BAGIAN TEKS:
_ _ _
Destinasi Cagar Budaya Sejarah Merana

Sukadana - Beberapa cagar budaya sejarah di Kabupaten Kayong Utara (KKU) lambat laun hilang tergerus zaman. Kali terakhir beberapa hari lalu, bekas kantor wedana (residen) di kawedanan (karisedenan) Sukadana kuno dihancurkan karena dihantam perluasan Pendopo Bupati. Penghilangan benda-benda sejarah diprediksi akan makin banyak hilang karena kalah kepentingan dengan perkara mutakhir, percepatan pembangunan kawasan.

Peneliti sejarah asal Sukadana yang juga fasilitator Lembaga Baparung, Safarudin mengharapkan supaya Pemerintah Kabupaten (Pemkab) Kayong Utara berperan aktif dalam menjaga asset budaya maupun peninggalan sejarah.

“Destinasi (tujuan, red) pelancong ke KKU tak sebatas wisata alam, tapi juga wisata sejarah berbalutkan religius. Di sinilah salah satu keunggulan KKU untuk mendongkrak Pendapatan Asli Daerah (PAD). Namun, itu semua perlu dukungan sarana dan prasarana yang baik bagi destinasi wisata sejarah ini,” kupas Safarudin.
_ _ _
CUPLIKAN MATERI:
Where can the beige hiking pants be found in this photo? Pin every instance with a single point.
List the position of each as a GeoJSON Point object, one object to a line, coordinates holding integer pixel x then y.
_ _ _
TUGAS ANDA:
**A)** Menurut teks tentang cagar budaya di Kayong Utara, bangunan apa yang dihancurkan beberapa hari lalu karena perluasan Pendopo Bupati?
**B)** Teruskan teks tentang cagar budaya di Kayong Utara, dimulai setelah kalimat terakhirnya.

HASIL TIAP TUGAS:
**A)** Bekas kantor wedana (residen) di kawedanan (karisedenan) Sukadana kuno.

**B)**
Di bekas Swapraja (pemerintahan sendiri, Red) Sukadana ini pernah menjadi ibu kota Imperium Matan-Tanjungpura, Perwakilan Kerajaan Siak Dipertuan Sukana, konsulat Kerajaan Inggris dan Kerajaan Belanda hingga Jepang yang pernah menguasai Sukadana.

“Di Desa Sedahan terdapat peninggalan zaman pra-sejarah (pre-history) seperti Rock Panting (batu bergambar, Red), menunjukkan jika peradaban purba pernah bermukim di Sukadana,” telaah Safarudin.

Beberapa benda sejarah di Sukadana yang tak bertuan dan tak terdeteksi lagi seperti, gua manusia purba, dolmen dan lain-lain. Peninggalan Konsulat Inggris seperti Eks dermaga di Pantai Pulau Datok, sisa-sisa pabrik bakau yang kemudian diteruskan Belanda menjadi Pabrik Garam juga mulai aus. Peninggalan zaman Belanda terdapat Tangsi Militer dan Kerangkeng Belanda, Gudang Garam, Benteng Lapis Tiga dan lain-lain akan sangat disayangkan jika sampai bangunan tersebut turut dibongkar .

“Situs dan benda cagar budaya mempunyai aspek akademis, ideologis, dan ekonomis. Aspek akademis untuk pewarisan ilmu, ideologis sebagai jati diri atau identitas bangsa, dan ekonomis karena dapat menjadi pendukung kepariwisataan dengan tetap mengutamakan prinsip konservasi,” ungkap Safarudin.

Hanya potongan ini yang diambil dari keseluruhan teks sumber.